> **INFORMATION GIVEN**

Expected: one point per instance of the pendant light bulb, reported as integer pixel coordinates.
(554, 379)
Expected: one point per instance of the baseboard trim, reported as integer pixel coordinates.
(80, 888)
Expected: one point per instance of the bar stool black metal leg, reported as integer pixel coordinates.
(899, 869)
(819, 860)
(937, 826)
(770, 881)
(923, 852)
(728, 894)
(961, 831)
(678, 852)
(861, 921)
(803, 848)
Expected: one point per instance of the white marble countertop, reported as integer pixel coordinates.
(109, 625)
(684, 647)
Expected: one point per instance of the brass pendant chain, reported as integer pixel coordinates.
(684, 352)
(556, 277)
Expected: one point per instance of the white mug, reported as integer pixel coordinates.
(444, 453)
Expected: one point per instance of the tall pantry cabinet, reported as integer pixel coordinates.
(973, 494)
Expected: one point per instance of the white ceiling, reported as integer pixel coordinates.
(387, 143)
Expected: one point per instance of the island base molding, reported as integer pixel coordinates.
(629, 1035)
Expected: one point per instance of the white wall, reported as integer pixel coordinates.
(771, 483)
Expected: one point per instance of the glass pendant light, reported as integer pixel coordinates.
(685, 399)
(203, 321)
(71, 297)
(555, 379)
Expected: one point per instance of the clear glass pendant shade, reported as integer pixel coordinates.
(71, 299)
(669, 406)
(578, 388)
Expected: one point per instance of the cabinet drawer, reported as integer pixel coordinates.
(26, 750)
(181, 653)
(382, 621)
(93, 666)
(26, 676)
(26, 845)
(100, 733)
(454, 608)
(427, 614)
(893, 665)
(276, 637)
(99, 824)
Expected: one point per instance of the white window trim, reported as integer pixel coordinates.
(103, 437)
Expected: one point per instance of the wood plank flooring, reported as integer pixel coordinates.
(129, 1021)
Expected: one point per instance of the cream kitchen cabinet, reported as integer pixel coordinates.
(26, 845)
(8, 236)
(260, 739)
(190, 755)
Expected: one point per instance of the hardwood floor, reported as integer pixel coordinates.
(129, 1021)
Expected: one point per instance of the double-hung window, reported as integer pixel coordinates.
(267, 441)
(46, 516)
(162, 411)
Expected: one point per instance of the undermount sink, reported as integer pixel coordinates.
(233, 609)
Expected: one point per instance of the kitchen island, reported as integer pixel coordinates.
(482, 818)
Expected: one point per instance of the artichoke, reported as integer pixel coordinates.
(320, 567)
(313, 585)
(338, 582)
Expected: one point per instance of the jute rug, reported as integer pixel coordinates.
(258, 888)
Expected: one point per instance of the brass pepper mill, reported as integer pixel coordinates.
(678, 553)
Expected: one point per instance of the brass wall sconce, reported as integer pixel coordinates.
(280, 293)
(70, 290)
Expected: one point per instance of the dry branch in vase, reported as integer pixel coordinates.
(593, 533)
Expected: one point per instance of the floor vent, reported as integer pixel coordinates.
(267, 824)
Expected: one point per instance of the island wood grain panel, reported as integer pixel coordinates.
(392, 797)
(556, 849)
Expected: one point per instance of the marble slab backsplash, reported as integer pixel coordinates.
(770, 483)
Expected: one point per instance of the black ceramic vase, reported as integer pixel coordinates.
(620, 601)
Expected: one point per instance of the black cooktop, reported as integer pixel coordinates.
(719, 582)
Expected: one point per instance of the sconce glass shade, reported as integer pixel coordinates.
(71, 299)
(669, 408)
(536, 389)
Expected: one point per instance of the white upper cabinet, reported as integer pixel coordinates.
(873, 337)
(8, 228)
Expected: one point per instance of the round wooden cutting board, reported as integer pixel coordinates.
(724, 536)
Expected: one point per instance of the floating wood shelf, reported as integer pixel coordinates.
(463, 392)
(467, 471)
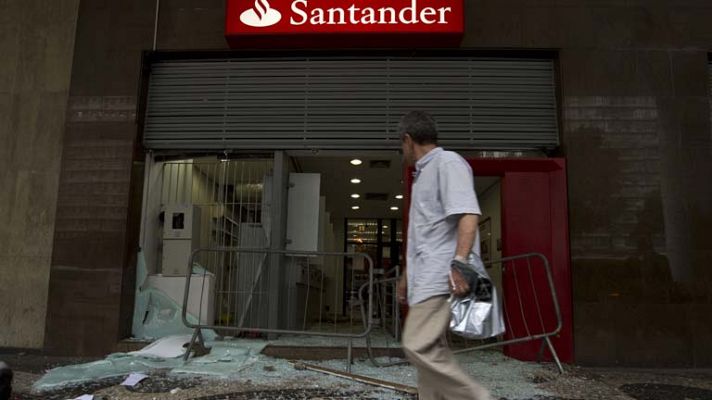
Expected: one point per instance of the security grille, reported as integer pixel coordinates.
(349, 103)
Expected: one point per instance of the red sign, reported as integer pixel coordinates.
(320, 23)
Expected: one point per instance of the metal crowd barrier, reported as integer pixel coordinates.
(270, 291)
(526, 306)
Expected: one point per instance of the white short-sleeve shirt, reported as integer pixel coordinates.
(443, 190)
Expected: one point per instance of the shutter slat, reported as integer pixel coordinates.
(345, 103)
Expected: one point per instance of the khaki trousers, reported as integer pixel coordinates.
(425, 345)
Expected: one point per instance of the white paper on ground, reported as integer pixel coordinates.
(167, 347)
(133, 380)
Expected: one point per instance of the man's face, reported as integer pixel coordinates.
(407, 145)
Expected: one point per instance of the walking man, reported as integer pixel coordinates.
(442, 230)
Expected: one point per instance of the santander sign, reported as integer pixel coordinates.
(347, 22)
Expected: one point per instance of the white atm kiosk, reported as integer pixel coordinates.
(181, 235)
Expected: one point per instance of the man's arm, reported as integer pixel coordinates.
(466, 232)
(402, 287)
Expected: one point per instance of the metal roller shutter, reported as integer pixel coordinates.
(333, 103)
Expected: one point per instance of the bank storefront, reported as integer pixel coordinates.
(301, 117)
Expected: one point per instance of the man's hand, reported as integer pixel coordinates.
(402, 290)
(459, 286)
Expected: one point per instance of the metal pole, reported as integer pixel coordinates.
(155, 24)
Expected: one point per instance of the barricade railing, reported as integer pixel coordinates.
(279, 292)
(530, 313)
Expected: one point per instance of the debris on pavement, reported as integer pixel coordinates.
(358, 378)
(133, 380)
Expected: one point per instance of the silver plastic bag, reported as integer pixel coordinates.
(478, 315)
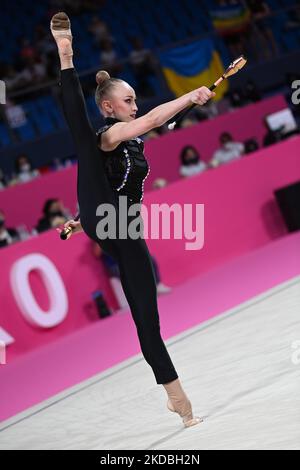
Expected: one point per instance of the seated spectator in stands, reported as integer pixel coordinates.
(191, 163)
(112, 268)
(229, 150)
(272, 136)
(100, 31)
(109, 58)
(7, 235)
(159, 183)
(55, 214)
(251, 145)
(24, 171)
(144, 65)
(15, 114)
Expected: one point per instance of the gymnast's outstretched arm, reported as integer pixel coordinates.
(71, 95)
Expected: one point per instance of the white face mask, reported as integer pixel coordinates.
(25, 167)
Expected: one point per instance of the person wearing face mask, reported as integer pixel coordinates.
(190, 162)
(24, 170)
(229, 150)
(54, 215)
(7, 235)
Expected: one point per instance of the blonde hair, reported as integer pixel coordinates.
(105, 84)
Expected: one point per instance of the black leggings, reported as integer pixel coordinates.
(133, 257)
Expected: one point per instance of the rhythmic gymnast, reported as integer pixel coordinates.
(111, 164)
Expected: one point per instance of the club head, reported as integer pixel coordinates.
(235, 66)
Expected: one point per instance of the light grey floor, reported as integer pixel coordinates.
(237, 370)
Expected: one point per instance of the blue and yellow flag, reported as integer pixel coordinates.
(192, 66)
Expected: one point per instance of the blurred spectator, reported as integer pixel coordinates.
(159, 183)
(15, 114)
(191, 164)
(24, 171)
(228, 151)
(144, 65)
(251, 145)
(263, 28)
(112, 268)
(109, 58)
(7, 235)
(100, 31)
(54, 215)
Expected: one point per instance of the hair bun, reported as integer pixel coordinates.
(102, 76)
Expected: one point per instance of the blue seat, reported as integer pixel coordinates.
(26, 132)
(4, 136)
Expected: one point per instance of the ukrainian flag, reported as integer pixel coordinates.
(192, 66)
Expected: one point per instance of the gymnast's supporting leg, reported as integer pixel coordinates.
(139, 287)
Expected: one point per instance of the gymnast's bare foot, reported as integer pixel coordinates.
(61, 30)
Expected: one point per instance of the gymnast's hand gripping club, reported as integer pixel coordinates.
(66, 233)
(233, 68)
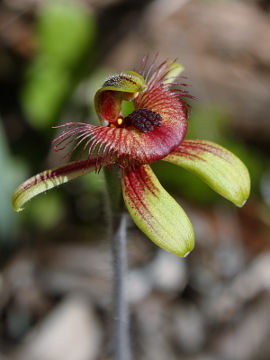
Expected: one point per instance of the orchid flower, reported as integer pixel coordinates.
(154, 130)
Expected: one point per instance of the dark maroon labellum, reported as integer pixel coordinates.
(143, 119)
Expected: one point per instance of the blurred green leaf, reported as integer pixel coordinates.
(65, 36)
(45, 211)
(65, 29)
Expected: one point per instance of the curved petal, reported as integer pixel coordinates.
(155, 212)
(49, 179)
(218, 167)
(132, 145)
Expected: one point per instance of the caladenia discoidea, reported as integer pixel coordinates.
(154, 130)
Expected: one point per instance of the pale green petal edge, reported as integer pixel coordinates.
(47, 180)
(218, 167)
(158, 215)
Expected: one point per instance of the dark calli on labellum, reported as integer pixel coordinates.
(154, 130)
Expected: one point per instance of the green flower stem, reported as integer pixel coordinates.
(118, 236)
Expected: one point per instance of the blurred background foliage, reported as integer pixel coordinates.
(53, 57)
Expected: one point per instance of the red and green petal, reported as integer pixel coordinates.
(218, 167)
(155, 212)
(49, 179)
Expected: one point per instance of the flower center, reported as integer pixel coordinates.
(143, 119)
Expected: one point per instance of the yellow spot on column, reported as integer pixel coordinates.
(119, 121)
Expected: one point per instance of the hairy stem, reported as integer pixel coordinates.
(118, 237)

> **WHAT TO WORK ON**
The lines to quote run from the one containing "Expected: one point per instance of the green" through the final line of the material above; please give them exactly, both ends included, and nothing else.

> **ANSWER FOR THIS EXERCISE**
Expected: one point per instance of the green flower stem, reported as integer pixel coordinates.
(118, 236)
Expected: one point per instance of the blurred background foliage, reported as integer pixel coordinates.
(53, 57)
Expected: one point per instance of the red and green petal, reported as integer pixel coordinates.
(218, 167)
(155, 212)
(49, 179)
Expected: one point per instance of the flower center, reported as integer pixel coordinates.
(143, 119)
Expected: one point per instance of the yellow spot on column, reported as integer pixel coordinates.
(119, 121)
Expected: one point per instance of the hairy stem, reported as integer pixel coordinates.
(118, 237)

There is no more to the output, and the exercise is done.